_ESTRATTO DELLA PAGINA_
--
9 gennaio 2013

IL COMUNE E LA COMUNICAZIONE


Ho esitato ad accettare l’invito di ArcipelagoMilano a scrivere un pezzo sull’efficacia della comunicazione del Comune perché troppo spesso i professionisti della comunicazione si dilettano a criticare colleghi e operatori pubblici e privati. Mi ha convinto ad accettare la specificazione della richiesta: di un contributo costruttivo e di metodo.

Partirò dai commenti raccolti in questi mesi sulla comunicazione del Comune: mi hanno fatto pensare al consolidamento di un’aspettativa francamente eccessiva sulla possibilità di comunicazione e relazione dell’amministrazione, maturata sulle ali dell’entusiasmo per l’arrivo del sindaco a Palazzo Marino. Perché da “utente” della città trovo che le iniziative più importanti siano state gestite con operazioni d’informazione molto brillanti. Nel caso di Area C, per esempio, non soltanto i mezzi di informazione ne hanno ampiamente coperto l’introduzione – e non poteva essere altrimenti dato l’interesse generale dell’innovazione – ma soprattutto il Comune ha compiuto lo sforzo di raggiungere i cittadini con modalità anche inconsuete nella comunicazione pubblica, come la distribuzione di volantini allo stadio durante le partite di calcio.

Penso infatti che colori forme e slogan dei materiali divulgativi siano importanti, ma che la creatività vada spesa soprattutto nell’impegno di raggiungere il destinatario con una modalità tale da fargli prestare attenzione all’informazione. Su questo piano, una delle iniziative che trovo più interessanti sul piano del metodo è stata l’estensione delle funzioni delle colonnine per il pagamento del parcheggio al pagamento del ticket – una componente essenziale e poco piacevole del servizio – perché si tratta di uno strumento con il quale l’automobilista aveva già dimestichezza (una funzione nuova in uno strumento noto riduce il disagio dell’innovazione).

Procedendo in questo modo si può essere tentati di concludere che i cittadini dicano di non essere stati informati perché sono chiusi al cambiamento. Non sarebbe un errore. In effetti la comunicazione è un’attività che richiede reciprocità e circolarità, un ruolo attivo di tutti i soggetti coinvolti. Ma il fatto che i cittadini consapevoli di dover andare a cercarsi le informazioni per meglio adattarsi al cambiamento siano una minoranza è appunto il problema da risolvere.

Facciamo il caso della più recente innovazione di servizio introdotta dal Comune, la raccolta differenziata degli scarti di cucina. L’AMSA ha compiuto uno sforzo encomiabile, mettendo a disposizione degli utenti una gran mole di informazioni sul proprio sito (in otto lingue, oltre all’italiano), una app ben fatta, materiale informativo e – importantissima – una stazione mobile. Ma tra Internet e materiali cartacei il rischio è che l’informazione non sia disponibile quando serve: una scheda con gli orari e i giorni di raccolta (così come l’elenco di materia che può finire nel contenitore) dovrebbe essere “incorporata” nel contenitore (diversamente pieghevoli e altra documentazione verranno appesi con un magnete al frigo, attaccati a una lavagnetta, dimenticati in fondo a un cassetto o persi, e quando qualche membro della famiglia poco avvezzo al riciclo si chiederà quando “esporre” il sacchetto non troverà la risposta, restandone frustrato).
--
_DATI GREZZI_
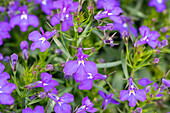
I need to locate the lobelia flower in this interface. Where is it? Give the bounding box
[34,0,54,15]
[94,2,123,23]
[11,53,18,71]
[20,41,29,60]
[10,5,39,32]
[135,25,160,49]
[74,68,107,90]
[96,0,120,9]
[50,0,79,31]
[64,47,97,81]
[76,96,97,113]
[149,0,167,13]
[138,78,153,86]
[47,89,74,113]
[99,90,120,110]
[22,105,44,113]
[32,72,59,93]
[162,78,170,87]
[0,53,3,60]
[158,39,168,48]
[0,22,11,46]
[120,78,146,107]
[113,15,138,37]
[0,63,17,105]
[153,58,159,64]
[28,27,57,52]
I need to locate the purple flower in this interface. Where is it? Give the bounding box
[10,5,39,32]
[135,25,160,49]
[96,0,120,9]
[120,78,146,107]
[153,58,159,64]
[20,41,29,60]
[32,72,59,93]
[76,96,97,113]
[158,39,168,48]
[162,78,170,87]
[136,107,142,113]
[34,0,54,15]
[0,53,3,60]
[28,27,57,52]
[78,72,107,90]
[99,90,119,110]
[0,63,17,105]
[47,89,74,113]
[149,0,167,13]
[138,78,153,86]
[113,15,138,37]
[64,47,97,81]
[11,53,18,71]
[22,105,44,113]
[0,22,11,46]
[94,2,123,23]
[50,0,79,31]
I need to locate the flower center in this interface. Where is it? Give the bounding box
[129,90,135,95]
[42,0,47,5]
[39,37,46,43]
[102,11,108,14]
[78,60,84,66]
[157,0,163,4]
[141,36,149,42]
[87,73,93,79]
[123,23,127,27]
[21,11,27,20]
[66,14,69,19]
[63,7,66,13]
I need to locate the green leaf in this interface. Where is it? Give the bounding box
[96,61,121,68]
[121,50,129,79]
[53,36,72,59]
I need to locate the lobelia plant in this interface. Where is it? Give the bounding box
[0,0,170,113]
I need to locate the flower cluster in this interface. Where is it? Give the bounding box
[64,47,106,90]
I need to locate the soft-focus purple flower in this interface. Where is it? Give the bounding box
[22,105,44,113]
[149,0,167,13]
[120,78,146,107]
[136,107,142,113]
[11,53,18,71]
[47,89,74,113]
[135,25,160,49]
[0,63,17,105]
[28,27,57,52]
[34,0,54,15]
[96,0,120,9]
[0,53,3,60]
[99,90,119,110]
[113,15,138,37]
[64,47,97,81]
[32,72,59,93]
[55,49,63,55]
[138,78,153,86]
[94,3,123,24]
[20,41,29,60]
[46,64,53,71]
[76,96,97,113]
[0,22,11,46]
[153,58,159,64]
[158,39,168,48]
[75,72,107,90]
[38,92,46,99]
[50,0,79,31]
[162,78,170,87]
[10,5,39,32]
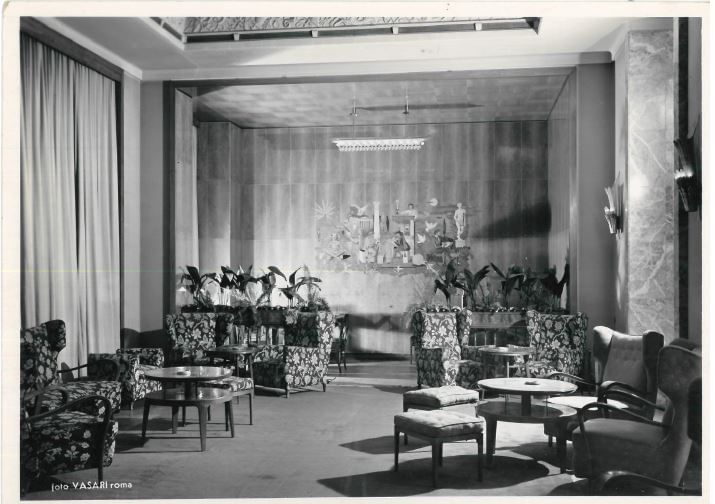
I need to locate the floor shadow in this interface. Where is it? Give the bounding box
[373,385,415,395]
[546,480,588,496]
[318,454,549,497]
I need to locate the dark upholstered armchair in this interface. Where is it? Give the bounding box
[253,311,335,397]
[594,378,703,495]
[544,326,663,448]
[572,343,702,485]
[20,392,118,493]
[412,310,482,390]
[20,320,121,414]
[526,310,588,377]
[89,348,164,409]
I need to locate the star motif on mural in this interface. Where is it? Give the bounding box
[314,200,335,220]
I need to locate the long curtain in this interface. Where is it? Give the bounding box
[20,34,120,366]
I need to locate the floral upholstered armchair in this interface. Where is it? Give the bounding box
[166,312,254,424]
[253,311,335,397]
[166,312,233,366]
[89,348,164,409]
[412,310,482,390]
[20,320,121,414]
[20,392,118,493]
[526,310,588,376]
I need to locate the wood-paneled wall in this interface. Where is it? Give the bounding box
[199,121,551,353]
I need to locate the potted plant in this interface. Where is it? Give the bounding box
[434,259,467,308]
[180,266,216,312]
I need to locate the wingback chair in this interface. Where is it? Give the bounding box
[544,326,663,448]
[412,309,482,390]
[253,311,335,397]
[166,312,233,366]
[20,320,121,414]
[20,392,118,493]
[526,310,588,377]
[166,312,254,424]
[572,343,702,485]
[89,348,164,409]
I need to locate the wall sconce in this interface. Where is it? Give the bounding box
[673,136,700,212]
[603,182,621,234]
--
_COMPITI DA SVOLGERE_
1: Rispondi alle domande seguenti basandoti sull'articolo sulla comunicazione del Comune.
(a) Dove sono stati distribuiti volantini su Area C?
(b) A quale pagamento sono state estese le funzioni delle colonnine per il parcheggio?
(c) In quante lingue, oltre all'italiano, l'AMSA offre informazioni sul proprio sito?
2: Traduci in inglese la seguente frase tratta dall'articolo sulla comunicazione del Comune: «In effetti la comunicazione è un’attività che richiede reciprocità e circolarità, un ruolo attivo di tutti i soggetti coinvolti.»

_SOLUZIONI DEGLI ESERCIZI_
1:
(a) Allo stadio, durante le partite di calcio.
(b) Al pagamento del ticket.
(c) In otto lingue.

2: In fact, communication is an activity that requires reciprocity and circularity, an active role for all the parties involved.